Few explanations about Docker, differences between Image and Container and Overview of Kubernetes Concept
Long story before containerization arises, we tend to use VMs approach on deploying applications. Every machine will have their OS with its libraries, makes the apps size is pretty huge as its contains OS. The diagram is closely like below:
VM runs on top of Hypervisor, if you have heard of VMware, Virtual Box, Hyper-V that are some examples of hypervisor. Each app is isolated within VM alongside with the OS and this is similar to container, the fundamentals that must understand by developers nowadays.
Basic concept of container is similar to container in real life, which is the way you package everything into one. Like this cargo container below:
You might often hearing these questions from your colleagues:
My app works smoothly on your laptop, but why it doesn’t work on my machine?
Most likely they haven’t implemented containerization on their applications that forces them to do installations step by step every time they want to test the app in local machine. Moreover the installations of its dependencies are differ on each Operating Systems. Let’s say that when you install NodeJS in Windows has different steps when you install it on Linux.

Given data:
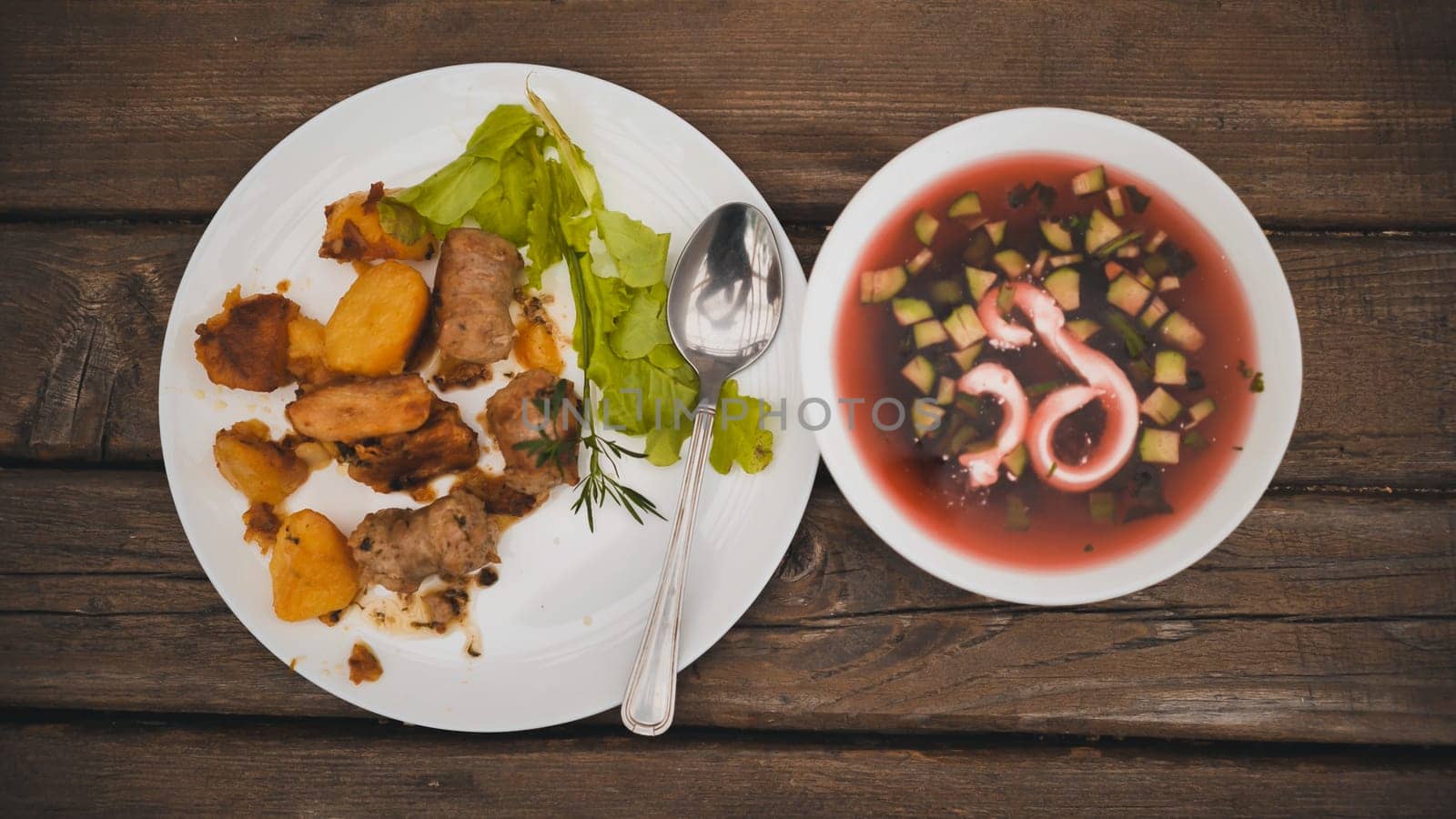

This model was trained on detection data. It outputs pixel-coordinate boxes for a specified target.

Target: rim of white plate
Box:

Aim of the task:
Which hypervisors does the Docker overview give as examples?

Written reply:
VMware, Virtual Box, Hyper-V